» EXTRACTED RECORDS:
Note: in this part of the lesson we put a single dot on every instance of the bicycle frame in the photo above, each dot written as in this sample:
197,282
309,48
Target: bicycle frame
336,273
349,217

» TASK STATEMENT: Switch each "bicycle frame" in the entries above to "wheel rim" and reproduce the entries with all other text unchanged.

» RESPONSE:
Note: in this part of the lesson we put a single dot on every instance of the wheel rim in the photo above, each dot written as in this sample:
197,282
309,48
Target: wheel rim
336,273
349,217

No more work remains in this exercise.